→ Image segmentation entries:

- - -

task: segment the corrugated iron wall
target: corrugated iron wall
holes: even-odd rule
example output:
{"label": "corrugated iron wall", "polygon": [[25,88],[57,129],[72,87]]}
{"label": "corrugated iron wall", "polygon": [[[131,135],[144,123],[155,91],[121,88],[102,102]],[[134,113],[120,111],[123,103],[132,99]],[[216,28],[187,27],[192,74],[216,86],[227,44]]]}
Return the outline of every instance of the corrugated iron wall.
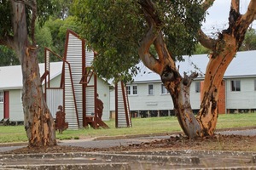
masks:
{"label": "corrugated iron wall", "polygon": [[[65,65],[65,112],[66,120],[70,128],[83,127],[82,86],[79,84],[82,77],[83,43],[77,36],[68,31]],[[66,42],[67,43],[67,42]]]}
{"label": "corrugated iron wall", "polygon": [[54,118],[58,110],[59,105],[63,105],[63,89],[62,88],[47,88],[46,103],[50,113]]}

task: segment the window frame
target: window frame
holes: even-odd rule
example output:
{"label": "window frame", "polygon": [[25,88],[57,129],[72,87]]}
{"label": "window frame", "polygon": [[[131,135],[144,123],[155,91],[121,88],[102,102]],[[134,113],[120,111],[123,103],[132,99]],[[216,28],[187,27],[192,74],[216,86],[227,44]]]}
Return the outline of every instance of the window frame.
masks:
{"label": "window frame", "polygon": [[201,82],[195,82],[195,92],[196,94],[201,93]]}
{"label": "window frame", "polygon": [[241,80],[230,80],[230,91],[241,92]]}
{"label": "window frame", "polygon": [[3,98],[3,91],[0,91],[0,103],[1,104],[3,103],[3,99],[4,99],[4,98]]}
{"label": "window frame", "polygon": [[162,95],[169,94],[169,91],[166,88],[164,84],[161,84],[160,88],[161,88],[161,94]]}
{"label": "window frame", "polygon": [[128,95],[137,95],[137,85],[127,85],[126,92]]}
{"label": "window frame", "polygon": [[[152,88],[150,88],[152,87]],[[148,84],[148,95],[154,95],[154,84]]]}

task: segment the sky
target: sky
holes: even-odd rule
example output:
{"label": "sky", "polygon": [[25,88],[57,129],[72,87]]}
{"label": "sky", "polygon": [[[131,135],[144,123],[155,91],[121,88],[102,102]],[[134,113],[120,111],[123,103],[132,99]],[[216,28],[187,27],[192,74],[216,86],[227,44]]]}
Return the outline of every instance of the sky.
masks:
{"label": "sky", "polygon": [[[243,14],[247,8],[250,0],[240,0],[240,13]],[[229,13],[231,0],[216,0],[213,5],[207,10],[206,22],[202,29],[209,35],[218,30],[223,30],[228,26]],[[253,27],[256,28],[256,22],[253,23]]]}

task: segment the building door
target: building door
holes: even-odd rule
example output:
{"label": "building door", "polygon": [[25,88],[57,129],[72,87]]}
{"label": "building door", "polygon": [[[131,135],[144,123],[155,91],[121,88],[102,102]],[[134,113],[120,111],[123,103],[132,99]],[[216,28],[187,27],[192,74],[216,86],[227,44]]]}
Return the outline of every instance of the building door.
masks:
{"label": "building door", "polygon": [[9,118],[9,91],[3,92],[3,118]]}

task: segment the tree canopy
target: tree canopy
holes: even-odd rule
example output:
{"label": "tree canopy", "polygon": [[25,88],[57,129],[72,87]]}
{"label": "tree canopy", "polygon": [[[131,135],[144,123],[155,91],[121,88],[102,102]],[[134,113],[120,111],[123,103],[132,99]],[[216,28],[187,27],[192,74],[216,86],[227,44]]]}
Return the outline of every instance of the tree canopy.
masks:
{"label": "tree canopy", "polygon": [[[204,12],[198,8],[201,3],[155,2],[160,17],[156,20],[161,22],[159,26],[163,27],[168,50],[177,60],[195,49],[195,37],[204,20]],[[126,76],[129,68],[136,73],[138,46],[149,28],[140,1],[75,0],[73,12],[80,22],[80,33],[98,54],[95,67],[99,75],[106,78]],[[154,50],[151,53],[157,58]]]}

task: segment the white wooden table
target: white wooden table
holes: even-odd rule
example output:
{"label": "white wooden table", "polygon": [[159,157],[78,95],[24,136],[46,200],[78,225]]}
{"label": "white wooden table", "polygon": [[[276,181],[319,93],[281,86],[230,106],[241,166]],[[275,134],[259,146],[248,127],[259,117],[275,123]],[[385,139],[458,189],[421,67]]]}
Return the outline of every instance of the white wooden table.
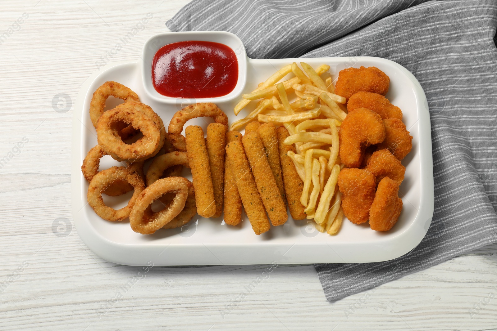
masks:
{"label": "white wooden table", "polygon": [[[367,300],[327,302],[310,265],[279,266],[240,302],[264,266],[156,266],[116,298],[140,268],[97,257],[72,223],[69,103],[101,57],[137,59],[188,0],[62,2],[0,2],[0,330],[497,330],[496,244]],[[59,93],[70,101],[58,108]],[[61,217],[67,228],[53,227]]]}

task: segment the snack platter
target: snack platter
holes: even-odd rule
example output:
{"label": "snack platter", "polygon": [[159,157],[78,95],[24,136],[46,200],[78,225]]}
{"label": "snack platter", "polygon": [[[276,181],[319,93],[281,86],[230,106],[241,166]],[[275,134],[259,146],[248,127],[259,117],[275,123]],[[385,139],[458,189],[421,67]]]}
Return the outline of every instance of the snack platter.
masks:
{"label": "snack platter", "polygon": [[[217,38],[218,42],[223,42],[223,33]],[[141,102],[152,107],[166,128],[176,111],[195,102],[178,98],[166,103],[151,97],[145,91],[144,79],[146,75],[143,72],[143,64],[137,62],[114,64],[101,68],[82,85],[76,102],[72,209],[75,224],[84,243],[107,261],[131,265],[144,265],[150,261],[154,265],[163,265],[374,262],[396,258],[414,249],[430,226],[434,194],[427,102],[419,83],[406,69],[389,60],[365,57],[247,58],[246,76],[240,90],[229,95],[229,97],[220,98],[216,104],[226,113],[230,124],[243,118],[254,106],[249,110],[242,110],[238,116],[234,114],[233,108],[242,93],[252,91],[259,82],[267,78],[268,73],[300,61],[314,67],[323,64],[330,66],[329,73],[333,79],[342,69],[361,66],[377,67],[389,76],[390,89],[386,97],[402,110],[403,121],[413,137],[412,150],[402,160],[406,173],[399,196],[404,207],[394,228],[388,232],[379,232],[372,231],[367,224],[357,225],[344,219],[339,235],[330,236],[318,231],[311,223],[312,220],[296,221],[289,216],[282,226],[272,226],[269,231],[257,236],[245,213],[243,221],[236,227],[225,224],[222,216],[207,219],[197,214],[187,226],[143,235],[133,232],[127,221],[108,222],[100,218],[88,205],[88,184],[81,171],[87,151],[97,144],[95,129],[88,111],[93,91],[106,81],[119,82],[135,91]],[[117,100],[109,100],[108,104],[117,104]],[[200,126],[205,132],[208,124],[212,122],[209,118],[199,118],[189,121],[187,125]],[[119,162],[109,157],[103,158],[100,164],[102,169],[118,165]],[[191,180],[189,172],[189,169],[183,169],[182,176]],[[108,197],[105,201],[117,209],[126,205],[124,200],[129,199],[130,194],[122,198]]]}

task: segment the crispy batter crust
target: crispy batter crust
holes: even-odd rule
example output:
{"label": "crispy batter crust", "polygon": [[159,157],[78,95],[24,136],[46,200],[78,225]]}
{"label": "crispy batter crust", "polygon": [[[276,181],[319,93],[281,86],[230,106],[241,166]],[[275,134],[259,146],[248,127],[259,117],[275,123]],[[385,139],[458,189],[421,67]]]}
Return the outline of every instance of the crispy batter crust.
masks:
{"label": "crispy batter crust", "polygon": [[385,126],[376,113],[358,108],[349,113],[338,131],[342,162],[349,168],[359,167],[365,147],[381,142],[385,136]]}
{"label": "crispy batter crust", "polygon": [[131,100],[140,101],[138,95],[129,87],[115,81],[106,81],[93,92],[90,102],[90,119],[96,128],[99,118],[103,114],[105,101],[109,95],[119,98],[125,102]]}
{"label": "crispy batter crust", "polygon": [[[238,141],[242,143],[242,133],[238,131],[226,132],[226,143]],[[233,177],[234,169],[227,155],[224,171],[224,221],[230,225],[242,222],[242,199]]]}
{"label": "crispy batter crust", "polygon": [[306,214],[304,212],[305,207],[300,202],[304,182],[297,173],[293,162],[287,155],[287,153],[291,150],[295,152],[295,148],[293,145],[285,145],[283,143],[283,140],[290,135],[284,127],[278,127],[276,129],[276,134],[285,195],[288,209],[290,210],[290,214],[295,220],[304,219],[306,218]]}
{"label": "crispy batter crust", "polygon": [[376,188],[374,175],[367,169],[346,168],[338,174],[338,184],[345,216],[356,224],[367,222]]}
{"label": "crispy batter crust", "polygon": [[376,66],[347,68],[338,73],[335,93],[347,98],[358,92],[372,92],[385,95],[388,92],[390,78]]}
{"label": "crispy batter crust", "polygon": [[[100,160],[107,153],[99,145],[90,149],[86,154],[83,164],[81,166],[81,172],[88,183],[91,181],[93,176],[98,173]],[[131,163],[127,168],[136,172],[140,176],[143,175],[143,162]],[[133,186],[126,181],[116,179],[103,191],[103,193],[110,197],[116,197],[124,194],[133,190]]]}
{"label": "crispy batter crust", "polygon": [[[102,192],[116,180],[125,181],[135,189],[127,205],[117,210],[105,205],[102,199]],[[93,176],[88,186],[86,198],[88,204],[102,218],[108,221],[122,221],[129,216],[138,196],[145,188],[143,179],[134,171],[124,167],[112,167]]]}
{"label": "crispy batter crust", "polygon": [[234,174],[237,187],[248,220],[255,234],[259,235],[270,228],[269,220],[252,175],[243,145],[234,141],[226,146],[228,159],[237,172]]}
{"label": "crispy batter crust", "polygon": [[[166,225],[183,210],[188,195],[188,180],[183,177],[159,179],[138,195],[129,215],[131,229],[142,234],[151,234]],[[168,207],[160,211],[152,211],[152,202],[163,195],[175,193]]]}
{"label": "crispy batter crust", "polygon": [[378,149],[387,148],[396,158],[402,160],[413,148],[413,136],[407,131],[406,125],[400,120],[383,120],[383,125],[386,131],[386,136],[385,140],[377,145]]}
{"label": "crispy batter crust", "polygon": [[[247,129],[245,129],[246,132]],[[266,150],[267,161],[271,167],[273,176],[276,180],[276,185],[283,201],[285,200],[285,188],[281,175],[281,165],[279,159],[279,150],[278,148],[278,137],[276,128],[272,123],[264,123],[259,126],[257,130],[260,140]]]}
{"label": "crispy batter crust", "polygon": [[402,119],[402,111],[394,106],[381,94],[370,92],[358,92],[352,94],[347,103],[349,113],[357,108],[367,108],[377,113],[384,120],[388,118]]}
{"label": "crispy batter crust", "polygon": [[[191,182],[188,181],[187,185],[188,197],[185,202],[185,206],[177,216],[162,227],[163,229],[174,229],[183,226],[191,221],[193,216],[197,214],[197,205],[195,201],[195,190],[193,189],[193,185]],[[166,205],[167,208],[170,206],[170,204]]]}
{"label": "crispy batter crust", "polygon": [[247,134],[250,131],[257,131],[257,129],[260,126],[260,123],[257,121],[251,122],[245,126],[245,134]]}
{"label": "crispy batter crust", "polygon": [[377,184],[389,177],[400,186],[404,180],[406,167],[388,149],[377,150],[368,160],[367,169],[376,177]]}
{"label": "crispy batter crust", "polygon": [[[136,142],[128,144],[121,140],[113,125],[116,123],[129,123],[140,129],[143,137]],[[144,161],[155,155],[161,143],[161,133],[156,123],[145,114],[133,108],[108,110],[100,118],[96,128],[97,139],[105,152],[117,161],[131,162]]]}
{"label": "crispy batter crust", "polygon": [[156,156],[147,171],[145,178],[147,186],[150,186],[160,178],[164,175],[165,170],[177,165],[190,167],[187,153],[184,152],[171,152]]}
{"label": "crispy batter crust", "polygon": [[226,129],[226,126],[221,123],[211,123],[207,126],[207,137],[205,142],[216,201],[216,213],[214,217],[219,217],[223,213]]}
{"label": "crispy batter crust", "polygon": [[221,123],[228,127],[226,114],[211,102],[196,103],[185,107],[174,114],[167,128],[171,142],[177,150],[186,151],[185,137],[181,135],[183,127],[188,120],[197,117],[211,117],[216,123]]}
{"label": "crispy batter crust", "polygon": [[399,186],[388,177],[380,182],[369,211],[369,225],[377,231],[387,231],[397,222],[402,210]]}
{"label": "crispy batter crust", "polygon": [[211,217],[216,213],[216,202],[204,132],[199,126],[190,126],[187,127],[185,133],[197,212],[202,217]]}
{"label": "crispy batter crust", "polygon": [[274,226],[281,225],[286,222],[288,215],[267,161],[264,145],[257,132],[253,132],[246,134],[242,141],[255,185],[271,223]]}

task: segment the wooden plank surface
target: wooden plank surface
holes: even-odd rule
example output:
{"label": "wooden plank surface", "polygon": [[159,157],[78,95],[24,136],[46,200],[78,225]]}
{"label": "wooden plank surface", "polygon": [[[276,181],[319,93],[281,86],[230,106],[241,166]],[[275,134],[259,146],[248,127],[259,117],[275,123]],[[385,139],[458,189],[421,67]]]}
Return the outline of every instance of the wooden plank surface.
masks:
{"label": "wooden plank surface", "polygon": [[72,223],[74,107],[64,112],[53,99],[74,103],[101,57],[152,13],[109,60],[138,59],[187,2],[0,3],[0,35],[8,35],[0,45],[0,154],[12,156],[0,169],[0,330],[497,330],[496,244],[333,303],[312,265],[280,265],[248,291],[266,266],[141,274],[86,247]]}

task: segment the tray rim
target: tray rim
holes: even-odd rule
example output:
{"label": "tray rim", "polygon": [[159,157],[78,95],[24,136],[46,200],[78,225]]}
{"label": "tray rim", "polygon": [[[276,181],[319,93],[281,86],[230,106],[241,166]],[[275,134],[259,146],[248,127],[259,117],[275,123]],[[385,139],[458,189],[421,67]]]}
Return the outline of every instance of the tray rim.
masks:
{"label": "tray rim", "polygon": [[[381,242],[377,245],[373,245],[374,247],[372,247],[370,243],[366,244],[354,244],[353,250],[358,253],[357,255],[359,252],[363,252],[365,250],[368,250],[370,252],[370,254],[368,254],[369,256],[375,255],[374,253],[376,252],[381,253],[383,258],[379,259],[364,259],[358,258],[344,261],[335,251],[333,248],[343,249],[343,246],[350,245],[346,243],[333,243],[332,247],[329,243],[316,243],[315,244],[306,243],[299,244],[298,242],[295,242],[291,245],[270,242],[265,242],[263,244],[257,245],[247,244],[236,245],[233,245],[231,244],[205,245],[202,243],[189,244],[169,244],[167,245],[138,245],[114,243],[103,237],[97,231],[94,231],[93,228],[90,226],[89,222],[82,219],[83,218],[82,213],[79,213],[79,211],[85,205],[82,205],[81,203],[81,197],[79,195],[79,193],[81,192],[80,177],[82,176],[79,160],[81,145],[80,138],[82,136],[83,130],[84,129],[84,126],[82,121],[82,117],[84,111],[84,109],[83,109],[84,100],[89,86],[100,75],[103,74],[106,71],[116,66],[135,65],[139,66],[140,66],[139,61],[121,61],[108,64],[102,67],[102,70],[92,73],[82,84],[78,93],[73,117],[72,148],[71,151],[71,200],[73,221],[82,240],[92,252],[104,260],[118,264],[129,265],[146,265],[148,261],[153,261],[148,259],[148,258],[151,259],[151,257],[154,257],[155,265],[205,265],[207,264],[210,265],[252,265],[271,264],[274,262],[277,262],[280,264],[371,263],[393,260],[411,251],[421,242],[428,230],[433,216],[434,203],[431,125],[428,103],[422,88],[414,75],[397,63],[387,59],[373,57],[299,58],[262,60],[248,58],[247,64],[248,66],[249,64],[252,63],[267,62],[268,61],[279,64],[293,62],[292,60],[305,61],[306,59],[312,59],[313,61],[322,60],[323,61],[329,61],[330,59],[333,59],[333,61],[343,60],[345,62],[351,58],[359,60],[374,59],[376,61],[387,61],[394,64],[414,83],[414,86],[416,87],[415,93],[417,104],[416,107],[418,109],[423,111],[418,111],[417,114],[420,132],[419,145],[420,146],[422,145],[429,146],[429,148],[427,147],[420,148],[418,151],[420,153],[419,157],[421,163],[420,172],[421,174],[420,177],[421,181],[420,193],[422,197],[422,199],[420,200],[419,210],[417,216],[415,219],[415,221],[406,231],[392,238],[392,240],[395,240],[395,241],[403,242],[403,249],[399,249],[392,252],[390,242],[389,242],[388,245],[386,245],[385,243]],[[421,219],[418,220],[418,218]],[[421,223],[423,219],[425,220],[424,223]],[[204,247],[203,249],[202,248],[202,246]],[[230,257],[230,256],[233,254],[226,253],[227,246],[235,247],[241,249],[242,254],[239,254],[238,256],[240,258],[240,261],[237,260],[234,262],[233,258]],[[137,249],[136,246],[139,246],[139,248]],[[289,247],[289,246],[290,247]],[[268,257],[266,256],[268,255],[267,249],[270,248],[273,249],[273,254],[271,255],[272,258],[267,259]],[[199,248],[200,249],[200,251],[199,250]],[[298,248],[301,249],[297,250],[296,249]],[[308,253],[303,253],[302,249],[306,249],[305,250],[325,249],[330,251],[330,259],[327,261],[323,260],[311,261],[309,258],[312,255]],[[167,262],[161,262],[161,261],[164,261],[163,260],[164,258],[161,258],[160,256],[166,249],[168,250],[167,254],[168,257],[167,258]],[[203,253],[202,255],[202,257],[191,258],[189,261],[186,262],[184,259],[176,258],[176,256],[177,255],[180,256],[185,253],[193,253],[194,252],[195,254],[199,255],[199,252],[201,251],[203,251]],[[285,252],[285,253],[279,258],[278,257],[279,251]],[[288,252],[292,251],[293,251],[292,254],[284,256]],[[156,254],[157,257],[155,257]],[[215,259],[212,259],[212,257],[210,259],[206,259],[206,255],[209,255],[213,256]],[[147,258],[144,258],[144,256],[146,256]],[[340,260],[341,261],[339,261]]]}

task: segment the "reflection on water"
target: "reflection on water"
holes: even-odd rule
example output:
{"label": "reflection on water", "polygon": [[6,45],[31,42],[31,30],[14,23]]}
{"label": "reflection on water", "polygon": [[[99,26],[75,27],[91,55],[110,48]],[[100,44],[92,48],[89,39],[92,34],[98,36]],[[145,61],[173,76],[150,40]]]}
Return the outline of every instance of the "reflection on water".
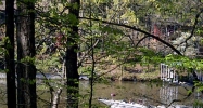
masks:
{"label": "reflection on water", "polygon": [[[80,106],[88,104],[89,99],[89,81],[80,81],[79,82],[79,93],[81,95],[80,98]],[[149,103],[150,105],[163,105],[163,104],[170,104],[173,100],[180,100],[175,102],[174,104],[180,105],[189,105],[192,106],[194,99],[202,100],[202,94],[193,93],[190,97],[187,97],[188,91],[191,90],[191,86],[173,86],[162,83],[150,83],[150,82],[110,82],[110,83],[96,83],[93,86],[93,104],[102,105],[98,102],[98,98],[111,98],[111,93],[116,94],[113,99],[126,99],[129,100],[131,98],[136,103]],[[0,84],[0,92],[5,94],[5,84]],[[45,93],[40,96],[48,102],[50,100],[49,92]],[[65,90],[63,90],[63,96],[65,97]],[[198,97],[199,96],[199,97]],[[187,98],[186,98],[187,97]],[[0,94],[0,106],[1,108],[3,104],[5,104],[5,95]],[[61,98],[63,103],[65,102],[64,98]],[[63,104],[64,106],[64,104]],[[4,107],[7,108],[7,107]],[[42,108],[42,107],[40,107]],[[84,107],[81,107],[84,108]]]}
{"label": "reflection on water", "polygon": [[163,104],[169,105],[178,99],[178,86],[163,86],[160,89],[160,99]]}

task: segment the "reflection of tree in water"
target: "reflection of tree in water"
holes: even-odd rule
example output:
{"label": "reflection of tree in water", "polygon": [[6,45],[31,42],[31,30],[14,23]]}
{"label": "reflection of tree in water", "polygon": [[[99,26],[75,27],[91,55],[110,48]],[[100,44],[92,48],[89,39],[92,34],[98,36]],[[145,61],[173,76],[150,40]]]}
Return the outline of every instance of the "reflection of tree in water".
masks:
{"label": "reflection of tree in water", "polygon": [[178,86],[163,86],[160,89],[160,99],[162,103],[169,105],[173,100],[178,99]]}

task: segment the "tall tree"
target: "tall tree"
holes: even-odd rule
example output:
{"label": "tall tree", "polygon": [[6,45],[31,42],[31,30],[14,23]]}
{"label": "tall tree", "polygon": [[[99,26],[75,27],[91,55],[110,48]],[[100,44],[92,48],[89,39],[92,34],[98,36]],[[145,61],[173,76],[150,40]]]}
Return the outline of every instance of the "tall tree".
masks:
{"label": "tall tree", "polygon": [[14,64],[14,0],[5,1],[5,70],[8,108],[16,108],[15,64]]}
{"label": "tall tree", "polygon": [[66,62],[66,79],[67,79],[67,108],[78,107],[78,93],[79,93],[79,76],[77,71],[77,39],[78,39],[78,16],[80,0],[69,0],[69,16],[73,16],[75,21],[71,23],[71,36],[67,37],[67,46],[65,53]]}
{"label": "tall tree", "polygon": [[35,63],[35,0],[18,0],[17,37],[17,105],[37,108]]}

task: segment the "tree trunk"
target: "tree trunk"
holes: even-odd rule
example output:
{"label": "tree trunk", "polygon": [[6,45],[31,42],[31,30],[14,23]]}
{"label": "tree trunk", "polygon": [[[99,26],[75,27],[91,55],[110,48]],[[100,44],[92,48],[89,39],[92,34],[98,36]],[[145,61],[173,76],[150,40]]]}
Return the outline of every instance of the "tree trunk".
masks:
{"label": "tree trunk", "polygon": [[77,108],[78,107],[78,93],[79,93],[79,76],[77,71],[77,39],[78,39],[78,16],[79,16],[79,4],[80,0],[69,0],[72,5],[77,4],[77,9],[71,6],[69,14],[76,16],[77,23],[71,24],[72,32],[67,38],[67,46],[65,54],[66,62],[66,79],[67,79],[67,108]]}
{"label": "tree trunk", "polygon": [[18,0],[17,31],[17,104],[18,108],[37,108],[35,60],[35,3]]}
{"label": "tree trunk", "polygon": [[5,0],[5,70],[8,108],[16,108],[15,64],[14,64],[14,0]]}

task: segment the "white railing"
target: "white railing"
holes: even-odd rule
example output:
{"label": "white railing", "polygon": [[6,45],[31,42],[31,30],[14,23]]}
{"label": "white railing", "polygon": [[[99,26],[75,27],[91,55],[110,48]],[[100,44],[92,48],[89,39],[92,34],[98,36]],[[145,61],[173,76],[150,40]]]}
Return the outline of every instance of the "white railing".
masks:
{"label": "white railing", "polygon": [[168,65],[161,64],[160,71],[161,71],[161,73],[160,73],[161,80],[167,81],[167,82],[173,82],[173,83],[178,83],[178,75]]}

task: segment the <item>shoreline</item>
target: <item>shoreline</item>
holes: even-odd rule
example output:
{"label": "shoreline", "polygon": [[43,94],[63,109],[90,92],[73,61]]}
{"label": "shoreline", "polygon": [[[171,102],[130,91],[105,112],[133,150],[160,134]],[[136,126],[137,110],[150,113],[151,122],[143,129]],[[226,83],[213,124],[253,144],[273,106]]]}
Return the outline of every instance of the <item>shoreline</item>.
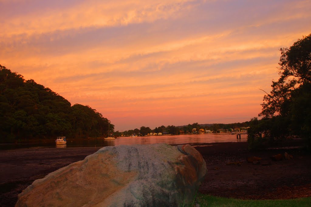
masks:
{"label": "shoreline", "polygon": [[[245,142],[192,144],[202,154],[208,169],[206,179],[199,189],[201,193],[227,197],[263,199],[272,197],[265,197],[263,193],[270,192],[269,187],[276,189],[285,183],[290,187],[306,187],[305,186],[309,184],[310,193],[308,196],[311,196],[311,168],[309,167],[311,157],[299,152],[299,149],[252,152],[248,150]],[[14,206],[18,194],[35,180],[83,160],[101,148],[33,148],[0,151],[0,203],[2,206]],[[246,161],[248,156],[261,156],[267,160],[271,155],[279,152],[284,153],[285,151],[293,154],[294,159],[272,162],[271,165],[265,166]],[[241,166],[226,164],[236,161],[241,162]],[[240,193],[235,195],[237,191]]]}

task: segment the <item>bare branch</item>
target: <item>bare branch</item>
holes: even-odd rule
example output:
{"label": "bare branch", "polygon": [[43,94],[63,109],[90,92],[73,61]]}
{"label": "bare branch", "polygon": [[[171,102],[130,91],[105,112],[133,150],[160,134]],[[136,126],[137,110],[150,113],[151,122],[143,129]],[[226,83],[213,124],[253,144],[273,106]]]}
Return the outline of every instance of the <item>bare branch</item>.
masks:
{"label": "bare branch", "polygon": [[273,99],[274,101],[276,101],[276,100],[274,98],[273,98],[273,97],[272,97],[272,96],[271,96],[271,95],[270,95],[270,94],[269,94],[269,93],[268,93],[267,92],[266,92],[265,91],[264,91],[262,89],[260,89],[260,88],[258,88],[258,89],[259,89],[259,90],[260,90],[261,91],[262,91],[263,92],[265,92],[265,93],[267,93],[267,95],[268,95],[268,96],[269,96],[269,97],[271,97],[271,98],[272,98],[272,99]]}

- - -

Gather every line of the records above that contains the string "surface".

task: segment the wooden plank surface
target: wooden plank surface
{"label": "wooden plank surface", "polygon": [[159,157],[78,95],[24,136],[46,200],[78,225]]}
{"label": "wooden plank surface", "polygon": [[[276,181],[319,93],[281,86],[230,106],[241,166]],[[275,134],[259,146],[248,127],[259,117],[275,123]],[[385,139],[458,189],[421,67]]]}
Return the outline of every instance of the wooden plank surface.
{"label": "wooden plank surface", "polygon": [[72,223],[74,107],[64,112],[53,99],[74,103],[101,57],[152,13],[109,60],[138,59],[187,2],[0,3],[0,35],[8,35],[0,45],[0,154],[12,156],[0,169],[0,330],[497,330],[496,244],[333,303],[312,265],[280,265],[248,291],[266,266],[141,274],[86,247]]}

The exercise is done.